__Extrait retenu__
────────────────────
Scènes

Claude Tchamitchian Sextet au Studio de l’Ermitage

Le sextet du contrebassiste présentait son nouvel album, Traces, paru en avril 2016.


L’année 2016 marque le centenaire des « événements » d’Arménie, de la violente répression et des massacres qu’ont subi le peuple arménien au début du vingtième siècle, du génocide. Aussi lorsque Claude Tchamitchian monte sur scène à l’ouverture du concert, il l’annonce tout de go : il a peur du morbide de telles célébrations. La filiation entre ses origines et sa musique ne s’est pas imposée comme une évidence au cours de sa carrière artistique. Pour un album de commémorations classiques, on repassera.

Le devoir de mémoire qui a guidé l’écriture de l’album se devait alors de « célébrer la vie, et l’échec de l’annihilation des peuples et cultures ». Avec un grand père stambouliote, la vie dans la Normandie natale du contrebassiste était pourtant irréductiblement marquée par ses origines immigrées. Il y a les détails conte-t-il, qui font que le quotidien n’est pas tout à fait comme chez les copains. Ainsi du lait, dont la grand mère fait de la crème de rose en lieu et place du beurre des autres foyers. Première trace.

Claude Tchamitchian et François Corneloup. © Laurent Poiget

Ils sont six debout ce soir-là, et en présentent six, de Traces, sur la scène du Studio de l’Ermitage. Le Claude Tchamitchian Sextet s’est formé il y a un an à Marseille et Traces est son premier album. Le contrebassiste s’entoure de virtuoses, dont certains amis de longue date – François Corneloup aux sax, Philippe Deschepper à la guitare électrique et Christophe Marguet à la batterie. Géraldine Keller au chant et Daniel Erdmann aux sax complètent le sextet.

La puissance évocatrice de la route, cette route foulée il y a des générations, est une signature déterminante de l’album. Les traces, se suivant, forment un sillage que l’on est invité à emprunter, humblement. Il est facile de s’inventer des histoires, tant les narrations sont fortes et renouvelées. De “Poussières d’Anatolie” aux “Cieux d’Erzeroum”, Traces compose six longs récits, qui se déploient peu à peu. Dès l’ouverture nerveuse, aux saxophones omniprésents répond la voix qui s’appuie régulièrement sur des extraits du roman Seuils, de Krikor Bélédian, (Editions Parenthèses), ouvrage qui a marqué le compositeur au moment de l’écriture de Traces. Le sextet brosse donc des portraits enlevés, qui prennent parfois pour titre des protagonistes du livre de Bélédian. Ainsi de “Vergine”, dont les temps arrondis et les notes étirées de l’ouverture évoquent un personnage qui se lève lentement. La clarté des sax qui accompagnent cette entrée est saisissante. Ou d’“Antika”, où le jeu du sextet se fond avec la violence dramatique qui frappe la protagoniste, jeune fille sans âge condamnée à l’errance.
────────────────────
__Jeu de données__
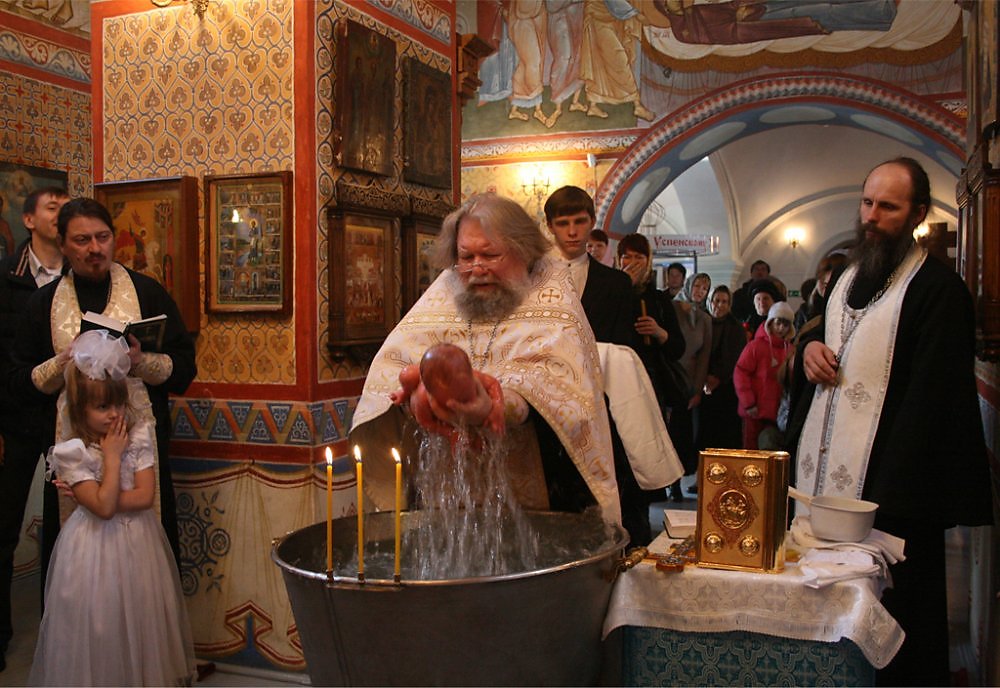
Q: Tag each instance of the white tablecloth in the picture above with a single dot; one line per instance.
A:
(712, 601)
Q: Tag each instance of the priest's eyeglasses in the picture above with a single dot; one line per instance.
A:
(467, 264)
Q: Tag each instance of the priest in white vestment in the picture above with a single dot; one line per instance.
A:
(516, 314)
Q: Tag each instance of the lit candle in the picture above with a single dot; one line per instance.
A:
(329, 510)
(399, 506)
(642, 306)
(361, 513)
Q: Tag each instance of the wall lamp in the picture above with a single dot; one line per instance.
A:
(794, 236)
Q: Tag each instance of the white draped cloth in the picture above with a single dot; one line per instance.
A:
(702, 600)
(633, 406)
(544, 351)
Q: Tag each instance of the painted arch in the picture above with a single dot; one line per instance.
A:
(744, 108)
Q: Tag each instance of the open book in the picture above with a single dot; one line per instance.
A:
(149, 331)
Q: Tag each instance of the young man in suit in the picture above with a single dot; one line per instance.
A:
(610, 307)
(606, 293)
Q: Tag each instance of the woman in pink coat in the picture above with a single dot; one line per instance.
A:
(756, 374)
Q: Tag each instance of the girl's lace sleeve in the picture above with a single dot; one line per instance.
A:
(71, 462)
(139, 452)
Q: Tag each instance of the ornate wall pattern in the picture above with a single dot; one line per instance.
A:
(421, 15)
(227, 515)
(179, 94)
(46, 125)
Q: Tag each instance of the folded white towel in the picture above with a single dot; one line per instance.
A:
(822, 567)
(826, 562)
(889, 547)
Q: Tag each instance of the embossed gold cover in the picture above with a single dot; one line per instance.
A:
(742, 505)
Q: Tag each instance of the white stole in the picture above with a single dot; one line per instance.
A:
(837, 437)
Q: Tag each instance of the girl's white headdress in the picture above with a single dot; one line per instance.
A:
(98, 355)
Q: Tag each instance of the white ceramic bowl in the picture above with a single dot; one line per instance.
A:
(841, 519)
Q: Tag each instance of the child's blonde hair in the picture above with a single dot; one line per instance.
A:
(81, 391)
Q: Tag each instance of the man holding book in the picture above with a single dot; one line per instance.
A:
(97, 284)
(35, 263)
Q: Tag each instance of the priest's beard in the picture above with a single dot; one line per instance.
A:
(495, 304)
(877, 256)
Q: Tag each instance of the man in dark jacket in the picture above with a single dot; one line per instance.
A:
(742, 298)
(35, 263)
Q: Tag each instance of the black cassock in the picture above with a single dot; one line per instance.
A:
(928, 469)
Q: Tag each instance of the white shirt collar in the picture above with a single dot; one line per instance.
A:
(578, 268)
(42, 274)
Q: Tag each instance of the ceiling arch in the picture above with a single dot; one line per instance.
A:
(759, 105)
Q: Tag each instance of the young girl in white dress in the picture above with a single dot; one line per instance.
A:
(114, 611)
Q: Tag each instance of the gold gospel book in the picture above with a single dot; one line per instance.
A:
(742, 509)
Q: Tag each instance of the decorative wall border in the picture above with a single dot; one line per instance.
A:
(45, 55)
(419, 14)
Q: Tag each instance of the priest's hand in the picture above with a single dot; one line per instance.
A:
(820, 364)
(485, 409)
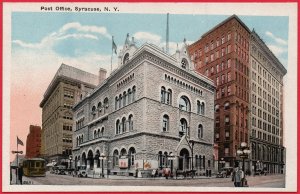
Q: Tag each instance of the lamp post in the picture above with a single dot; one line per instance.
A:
(171, 158)
(102, 157)
(222, 162)
(108, 164)
(192, 145)
(243, 152)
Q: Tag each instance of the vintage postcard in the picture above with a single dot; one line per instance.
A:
(185, 97)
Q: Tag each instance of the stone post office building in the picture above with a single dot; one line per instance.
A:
(152, 107)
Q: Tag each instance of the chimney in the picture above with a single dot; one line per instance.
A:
(102, 75)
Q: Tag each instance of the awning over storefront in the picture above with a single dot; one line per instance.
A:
(51, 164)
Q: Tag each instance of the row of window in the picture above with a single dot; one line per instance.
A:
(263, 136)
(67, 127)
(68, 94)
(126, 98)
(124, 125)
(100, 107)
(218, 68)
(183, 127)
(183, 85)
(98, 133)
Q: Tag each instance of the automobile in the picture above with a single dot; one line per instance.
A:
(261, 172)
(82, 171)
(225, 172)
(60, 169)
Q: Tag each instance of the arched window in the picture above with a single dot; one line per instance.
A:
(200, 131)
(130, 122)
(202, 108)
(116, 158)
(184, 104)
(169, 96)
(129, 96)
(120, 101)
(126, 58)
(131, 156)
(217, 108)
(99, 106)
(102, 131)
(124, 98)
(226, 105)
(160, 161)
(183, 127)
(198, 107)
(133, 93)
(116, 103)
(184, 63)
(98, 133)
(123, 125)
(118, 126)
(165, 123)
(163, 94)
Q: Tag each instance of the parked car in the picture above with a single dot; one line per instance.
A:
(261, 172)
(225, 172)
(82, 171)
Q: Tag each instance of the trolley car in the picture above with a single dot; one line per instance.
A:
(34, 167)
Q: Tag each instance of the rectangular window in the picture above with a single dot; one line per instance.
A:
(228, 76)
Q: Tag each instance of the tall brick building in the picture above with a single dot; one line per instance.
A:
(152, 107)
(222, 54)
(267, 108)
(68, 86)
(248, 101)
(33, 142)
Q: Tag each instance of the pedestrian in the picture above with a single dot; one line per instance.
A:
(20, 174)
(237, 177)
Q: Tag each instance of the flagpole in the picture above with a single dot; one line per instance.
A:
(17, 169)
(112, 49)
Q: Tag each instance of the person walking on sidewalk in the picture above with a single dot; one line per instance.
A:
(20, 174)
(237, 177)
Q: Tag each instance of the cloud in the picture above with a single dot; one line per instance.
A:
(80, 28)
(276, 39)
(147, 37)
(81, 32)
(277, 50)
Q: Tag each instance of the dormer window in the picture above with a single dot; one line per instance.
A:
(126, 58)
(184, 63)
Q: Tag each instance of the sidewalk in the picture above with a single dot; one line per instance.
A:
(25, 180)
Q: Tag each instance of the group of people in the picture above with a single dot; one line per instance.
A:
(238, 177)
(19, 174)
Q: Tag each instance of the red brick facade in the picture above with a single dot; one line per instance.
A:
(222, 54)
(33, 142)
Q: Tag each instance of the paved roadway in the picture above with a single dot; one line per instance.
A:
(271, 181)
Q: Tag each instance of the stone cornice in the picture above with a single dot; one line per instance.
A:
(150, 53)
(267, 52)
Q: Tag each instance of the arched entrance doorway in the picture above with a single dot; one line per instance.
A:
(183, 163)
(91, 160)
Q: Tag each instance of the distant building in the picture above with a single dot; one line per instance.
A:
(249, 94)
(153, 107)
(33, 142)
(267, 108)
(68, 86)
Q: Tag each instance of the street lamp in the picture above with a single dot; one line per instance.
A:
(70, 159)
(171, 158)
(102, 157)
(222, 162)
(243, 152)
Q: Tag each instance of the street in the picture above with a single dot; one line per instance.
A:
(271, 181)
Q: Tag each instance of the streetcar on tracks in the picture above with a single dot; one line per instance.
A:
(34, 167)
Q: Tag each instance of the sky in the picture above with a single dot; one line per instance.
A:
(41, 42)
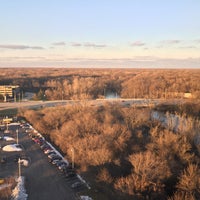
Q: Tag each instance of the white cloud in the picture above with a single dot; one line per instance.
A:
(138, 44)
(20, 47)
(59, 44)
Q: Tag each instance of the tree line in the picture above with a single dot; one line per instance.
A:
(54, 84)
(123, 152)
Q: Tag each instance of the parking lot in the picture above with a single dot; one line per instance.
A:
(43, 180)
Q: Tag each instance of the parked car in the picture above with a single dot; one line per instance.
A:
(48, 150)
(55, 157)
(70, 174)
(53, 154)
(77, 184)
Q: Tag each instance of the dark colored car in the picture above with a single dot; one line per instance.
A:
(56, 157)
(70, 174)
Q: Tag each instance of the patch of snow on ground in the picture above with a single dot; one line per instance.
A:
(7, 138)
(4, 186)
(11, 147)
(85, 198)
(19, 192)
(24, 162)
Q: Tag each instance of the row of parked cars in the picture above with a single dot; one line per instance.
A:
(55, 158)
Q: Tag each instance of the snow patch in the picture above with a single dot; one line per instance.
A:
(19, 192)
(12, 147)
(7, 138)
(85, 198)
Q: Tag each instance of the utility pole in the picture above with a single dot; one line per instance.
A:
(17, 131)
(72, 150)
(19, 167)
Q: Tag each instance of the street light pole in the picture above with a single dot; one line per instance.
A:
(72, 150)
(19, 167)
(17, 131)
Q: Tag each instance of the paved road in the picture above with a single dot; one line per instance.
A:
(43, 180)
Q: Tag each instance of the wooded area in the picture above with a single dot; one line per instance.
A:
(122, 152)
(55, 84)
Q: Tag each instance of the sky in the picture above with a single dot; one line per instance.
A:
(100, 33)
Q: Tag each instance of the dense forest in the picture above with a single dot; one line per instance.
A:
(55, 84)
(123, 152)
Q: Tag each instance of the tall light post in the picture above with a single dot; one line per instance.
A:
(19, 167)
(17, 131)
(72, 150)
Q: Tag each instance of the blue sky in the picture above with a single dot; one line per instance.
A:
(100, 33)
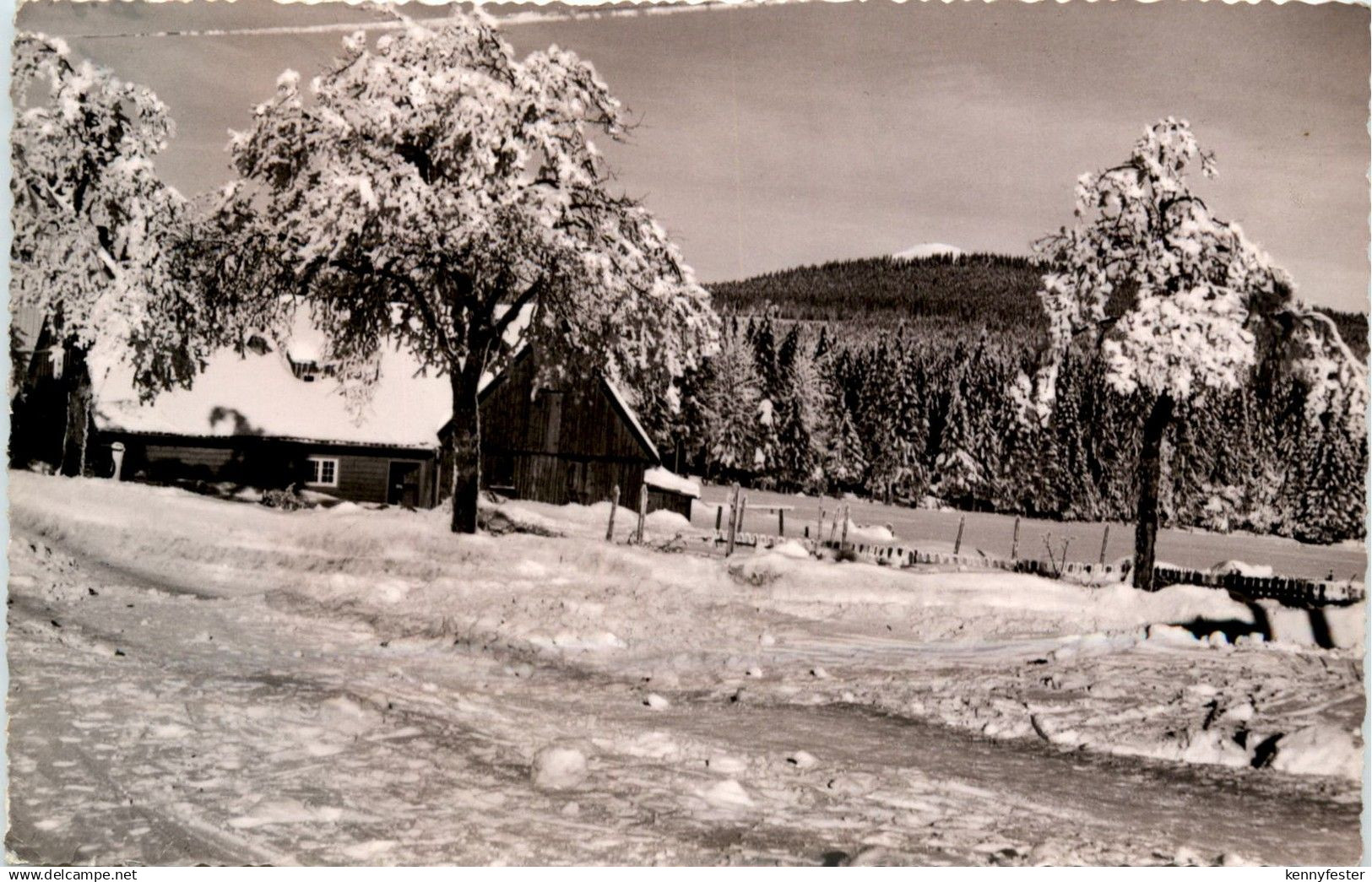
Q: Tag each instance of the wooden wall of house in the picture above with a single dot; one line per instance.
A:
(362, 475)
(564, 445)
(578, 421)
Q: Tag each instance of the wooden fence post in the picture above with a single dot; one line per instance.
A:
(733, 522)
(614, 504)
(643, 511)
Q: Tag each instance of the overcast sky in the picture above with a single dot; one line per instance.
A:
(800, 133)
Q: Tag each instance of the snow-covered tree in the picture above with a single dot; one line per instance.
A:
(1189, 296)
(428, 191)
(797, 406)
(729, 403)
(98, 236)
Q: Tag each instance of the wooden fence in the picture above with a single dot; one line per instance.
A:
(1302, 593)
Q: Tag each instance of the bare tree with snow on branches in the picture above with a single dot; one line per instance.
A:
(98, 236)
(1178, 302)
(428, 191)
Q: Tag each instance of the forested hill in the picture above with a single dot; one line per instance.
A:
(962, 294)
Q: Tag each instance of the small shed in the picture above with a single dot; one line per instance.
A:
(669, 491)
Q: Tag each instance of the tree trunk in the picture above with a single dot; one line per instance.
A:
(1150, 475)
(465, 446)
(76, 439)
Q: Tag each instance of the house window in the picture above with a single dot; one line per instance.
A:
(323, 472)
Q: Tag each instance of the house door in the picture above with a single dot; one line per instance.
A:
(404, 486)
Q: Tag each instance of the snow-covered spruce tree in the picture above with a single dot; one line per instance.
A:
(797, 408)
(431, 190)
(1196, 295)
(729, 401)
(98, 237)
(841, 454)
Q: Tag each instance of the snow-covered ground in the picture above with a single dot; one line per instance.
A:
(197, 679)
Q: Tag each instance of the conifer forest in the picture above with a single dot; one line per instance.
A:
(892, 380)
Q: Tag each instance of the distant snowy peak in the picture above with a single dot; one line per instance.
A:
(928, 250)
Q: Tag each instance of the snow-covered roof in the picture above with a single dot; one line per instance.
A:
(664, 479)
(261, 395)
(632, 420)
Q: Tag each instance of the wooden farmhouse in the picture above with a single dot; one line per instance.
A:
(568, 445)
(279, 419)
────────────────────
__Consigne 1__
Répondez à ces questions sur l'extrait :
(a) Quand l'album Traces est-il paru ?
(b) Dans quelle ville le Claude Tchamitchian Sextet s'est-il formé ?
(c) De quel roman la voix reprend-elle régulièrement des extraits, et qui en est l'auteur ?
__Consigne 2__
Extrayez de l'extrait, sans rien modifier, le passage qui s'ouvre sur les mots « L’année 2016 marque » et se clôt sur « classiques, on repassera. ».
__Consigne 3__
Résumez l'extrait en deux phrases.
Les enregistrements ci-dessus proviennent d'une source distincte de l'extrait.

__Résultat attendu 1__
(a) En avril 2016.
(b) À Marseille.
(c) Du roman Seuils, de Krikor Bélédian.

__Résultat attendu 2__
L’année 2016 marque le centenaire des « événements » d’Arménie, de la violente répression et des massacres qu’ont subi le peuple arménien au début du vingtième siècle, du génocide. Aussi lorsque Claude Tchamitchian monte sur scène à l’ouverture du concert, il l’annonce tout de go : il a peur du morbide de telles célébrations. La filiation entre ses origines et sa musique ne s’est pas imposée comme une évidence au cours de sa carrière artistique. Pour un album de commémorations classiques, on repassera.

__Résultat attendu 3__
Au Studio de l'Ermitage, le Claude Tchamitchian Sextet, formé il y a un an à Marseille, a joué six morceaux de Traces, son premier album, paru en avril 2016. Écrit pour célébrer la vie plutôt que pour céder au morbide des commémorations du centenaire du génocide arménien, l'album compose six longs récits où la voix s'appuie sur des extraits du roman Seuils de Krikor Bélédian.